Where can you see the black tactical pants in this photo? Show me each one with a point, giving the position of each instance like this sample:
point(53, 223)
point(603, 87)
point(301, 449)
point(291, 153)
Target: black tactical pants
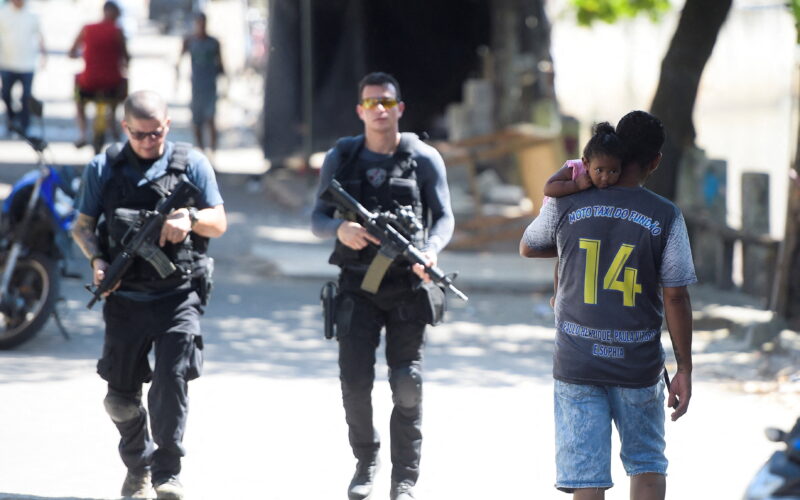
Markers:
point(359, 320)
point(171, 327)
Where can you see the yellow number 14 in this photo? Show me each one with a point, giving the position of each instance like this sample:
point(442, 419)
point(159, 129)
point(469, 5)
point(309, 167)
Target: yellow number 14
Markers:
point(627, 285)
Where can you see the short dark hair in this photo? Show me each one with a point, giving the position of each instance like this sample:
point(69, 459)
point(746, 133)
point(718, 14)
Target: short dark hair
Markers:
point(379, 78)
point(112, 7)
point(643, 135)
point(604, 141)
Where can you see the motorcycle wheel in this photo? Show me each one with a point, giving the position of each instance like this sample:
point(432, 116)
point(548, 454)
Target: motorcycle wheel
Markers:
point(32, 295)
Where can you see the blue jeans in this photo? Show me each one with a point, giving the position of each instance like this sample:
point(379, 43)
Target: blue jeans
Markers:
point(583, 432)
point(9, 78)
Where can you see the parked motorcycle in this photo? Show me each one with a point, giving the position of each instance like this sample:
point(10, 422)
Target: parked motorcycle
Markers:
point(35, 244)
point(779, 478)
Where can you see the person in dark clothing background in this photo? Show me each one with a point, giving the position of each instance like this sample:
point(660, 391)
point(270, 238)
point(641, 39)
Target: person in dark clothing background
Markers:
point(145, 311)
point(379, 168)
point(206, 56)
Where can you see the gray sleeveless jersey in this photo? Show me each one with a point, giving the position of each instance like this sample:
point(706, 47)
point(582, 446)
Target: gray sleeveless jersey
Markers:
point(617, 247)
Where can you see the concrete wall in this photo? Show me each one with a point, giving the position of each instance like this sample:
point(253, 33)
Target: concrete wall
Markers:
point(745, 109)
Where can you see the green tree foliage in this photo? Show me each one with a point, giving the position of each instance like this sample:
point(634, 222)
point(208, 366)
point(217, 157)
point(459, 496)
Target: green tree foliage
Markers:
point(610, 11)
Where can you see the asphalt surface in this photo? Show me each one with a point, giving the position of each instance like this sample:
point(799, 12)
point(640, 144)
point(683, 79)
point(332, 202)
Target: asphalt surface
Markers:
point(266, 419)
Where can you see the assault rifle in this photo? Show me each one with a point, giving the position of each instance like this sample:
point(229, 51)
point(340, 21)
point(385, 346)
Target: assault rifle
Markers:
point(142, 240)
point(393, 243)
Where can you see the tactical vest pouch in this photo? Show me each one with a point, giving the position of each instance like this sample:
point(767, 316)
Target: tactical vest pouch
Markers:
point(404, 191)
point(431, 303)
point(328, 296)
point(203, 277)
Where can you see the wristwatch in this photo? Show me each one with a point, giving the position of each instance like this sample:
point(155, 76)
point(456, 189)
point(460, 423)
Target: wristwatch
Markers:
point(192, 216)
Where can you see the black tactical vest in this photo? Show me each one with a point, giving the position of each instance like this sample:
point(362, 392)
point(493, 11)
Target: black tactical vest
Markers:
point(124, 200)
point(379, 186)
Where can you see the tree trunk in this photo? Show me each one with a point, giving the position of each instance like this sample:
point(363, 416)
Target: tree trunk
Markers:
point(681, 69)
point(785, 298)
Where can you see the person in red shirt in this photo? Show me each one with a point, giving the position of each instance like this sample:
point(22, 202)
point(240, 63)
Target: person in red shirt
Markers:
point(105, 56)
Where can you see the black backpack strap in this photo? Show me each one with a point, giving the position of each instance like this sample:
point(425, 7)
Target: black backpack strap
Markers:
point(113, 153)
point(405, 164)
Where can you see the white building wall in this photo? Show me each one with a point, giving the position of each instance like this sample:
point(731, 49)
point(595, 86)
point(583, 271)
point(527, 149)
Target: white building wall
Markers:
point(745, 111)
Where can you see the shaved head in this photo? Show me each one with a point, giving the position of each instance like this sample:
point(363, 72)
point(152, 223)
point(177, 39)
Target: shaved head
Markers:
point(145, 105)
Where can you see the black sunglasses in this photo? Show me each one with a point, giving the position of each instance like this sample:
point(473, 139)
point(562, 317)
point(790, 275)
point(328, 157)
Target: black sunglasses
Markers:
point(153, 134)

**Objective**
Recast all the lines above as a Markdown table with two columns, Row for the running number and Line for the text, skipping any blank lines. Leave the pictures out of the table.

**Answer to this exercise**
| Row | Line |
|---|---|
| 1 | Where can you see the black tactical pants in this photo? Show me each one with a point, giving the position of each instance like this sample: |
| 2 | point(53, 223) |
| 3 | point(603, 87) |
| 4 | point(301, 449) |
| 5 | point(291, 153) |
| 6 | Target: black tactical pants |
| 7 | Markers: |
| 8 | point(359, 320) |
| 9 | point(171, 327) |
| 10 | Where can you see the yellow number 14 in this photo? Show me each one with a point, giving the position of each instance like this sample: |
| 11 | point(442, 419) |
| 12 | point(159, 129) |
| 13 | point(469, 5) |
| 14 | point(309, 167) |
| 15 | Target: yellow number 14 |
| 16 | Markers: |
| 17 | point(627, 285) |
| 18 | Where can you see the short dark hair in this photo? Show me each one with a point, giving the position of each instance like this sample: |
| 19 | point(69, 459) |
| 20 | point(746, 133) |
| 21 | point(718, 14) |
| 22 | Target: short dark hair |
| 23 | Markers: |
| 24 | point(379, 78) |
| 25 | point(112, 7) |
| 26 | point(643, 135) |
| 27 | point(604, 141) |
| 28 | Where can you see the motorcycle wheel in this photo? Show me each one with a point, giving the position of each instance like this sample: |
| 29 | point(432, 116) |
| 30 | point(548, 454) |
| 31 | Target: motorcycle wheel |
| 32 | Markers: |
| 33 | point(32, 295) |
| 34 | Where can you see the blue jeans in this photo? Show me each one with a point, giving the position of each instance like this sample: |
| 35 | point(379, 43) |
| 36 | Target: blue jeans |
| 37 | Markers: |
| 38 | point(583, 432) |
| 39 | point(9, 78) |
| 40 | Where can you see the parked motorcycle in this photo? Show me each one with a point, giving the position of each instance like this sample: |
| 41 | point(10, 422) |
| 42 | Target: parked motorcycle |
| 43 | Markers: |
| 44 | point(35, 244) |
| 45 | point(779, 478) |
| 46 | Where can you see the person in dark clothing background in this photo? Show me each one with a point, giving the position of each instance like this sample: |
| 47 | point(660, 391) |
| 48 | point(270, 238) |
| 49 | point(641, 39) |
| 50 | Target: person in dark clothing background |
| 51 | Markers: |
| 52 | point(145, 311) |
| 53 | point(379, 168) |
| 54 | point(206, 56) |
| 55 | Where can you see the gray sleeveless jersey in this photo? Show me each one with a point, giving the position of each instance like this sample: |
| 56 | point(706, 47) |
| 57 | point(582, 446) |
| 58 | Target: gray sleeveless jersey |
| 59 | Markers: |
| 60 | point(617, 247) |
| 61 | Where can you see the concrete wall in this photo? Show me each one with a point, giving the position of each instance like this sample: |
| 62 | point(253, 33) |
| 63 | Target: concrete wall |
| 64 | Markers: |
| 65 | point(745, 109) |
| 66 | Where can you see the green tree foliage in this photo? Show me each one with a point, giving the position of each instance like this sample: |
| 67 | point(634, 222) |
| 68 | point(208, 366) |
| 69 | point(217, 157) |
| 70 | point(459, 496) |
| 71 | Target: green tree foliage |
| 72 | Markers: |
| 73 | point(610, 11) |
| 74 | Where can you see the asphalt surface in this photo? Show me each one with a point, giving the position of each instance like this sample: |
| 75 | point(799, 12) |
| 76 | point(640, 144) |
| 77 | point(683, 79) |
| 78 | point(332, 202) |
| 79 | Target: asphalt surface |
| 80 | Markers: |
| 81 | point(266, 419) |
| 82 | Where can you see the assault rifle in this photo? Show me each one with a point, giving the position of each instance like this sample: |
| 83 | point(229, 51) |
| 84 | point(340, 21) |
| 85 | point(385, 346) |
| 86 | Target: assault rifle |
| 87 | Markers: |
| 88 | point(142, 240) |
| 89 | point(393, 243) |
| 90 | Where can you see the tactical vest pouch in this photo? Show me each one with a point, giving the position of each instance like this sample: |
| 91 | point(767, 316) |
| 92 | Target: tactical vest pouch |
| 93 | Markers: |
| 94 | point(404, 191) |
| 95 | point(431, 303) |
| 96 | point(328, 296) |
| 97 | point(203, 277) |
| 98 | Where can you see the wristwatch in this photo? Show me each one with a point, giving the position of each instance like this sample: |
| 99 | point(155, 76) |
| 100 | point(456, 189) |
| 101 | point(460, 423) |
| 102 | Target: wristwatch |
| 103 | Markers: |
| 104 | point(192, 216) |
| 105 | Where can you see the black tactical vest in this photo? Show me each one with a point, giving the position of each instance like this sample: |
| 106 | point(362, 392) |
| 107 | point(493, 11) |
| 108 | Target: black tactical vest |
| 109 | Markers: |
| 110 | point(124, 200) |
| 111 | point(379, 186) |
| 112 | Where can you see the tree trunk in this photo? Show me each one with a point, giving the position of each instance like this sample: |
| 113 | point(363, 416) |
| 114 | Target: tree trunk |
| 115 | Markers: |
| 116 | point(681, 69) |
| 117 | point(785, 298) |
| 118 | Where can you see the person in red shirt in this photo? Show me each one with a point, giving the position of each instance like this sample: |
| 119 | point(22, 202) |
| 120 | point(240, 63) |
| 121 | Target: person in red shirt |
| 122 | Markers: |
| 123 | point(105, 56) |
| 124 | Where can you see the black backpack strap in this photo? Show me each one with a point, giving the position of each instance like this sample: |
| 125 | point(425, 7) |
| 126 | Target: black backpack strap |
| 127 | Markers: |
| 128 | point(113, 153) |
| 129 | point(405, 164) |
| 130 | Where can you see the white building wall in this photo? Show me each one with a point, giving the position of each instance like this sample: |
| 131 | point(731, 49) |
| 132 | point(595, 86) |
| 133 | point(583, 271) |
| 134 | point(527, 149) |
| 135 | Target: white building wall |
| 136 | Markers: |
| 137 | point(745, 111) |
| 138 | Where can you see the shaved head in this photo? Show me each one with a point, giving the position of each instance like this sample: |
| 139 | point(363, 72) |
| 140 | point(152, 223) |
| 141 | point(177, 39) |
| 142 | Target: shaved head |
| 143 | Markers: |
| 144 | point(145, 105) |
| 145 | Where can you see the black sunglasses in this photo? Show me each one with a point, giving the position of each instance like this sample: |
| 146 | point(473, 139) |
| 147 | point(562, 317) |
| 148 | point(790, 275) |
| 149 | point(328, 157) |
| 150 | Target: black sunglasses |
| 151 | Markers: |
| 152 | point(153, 134) |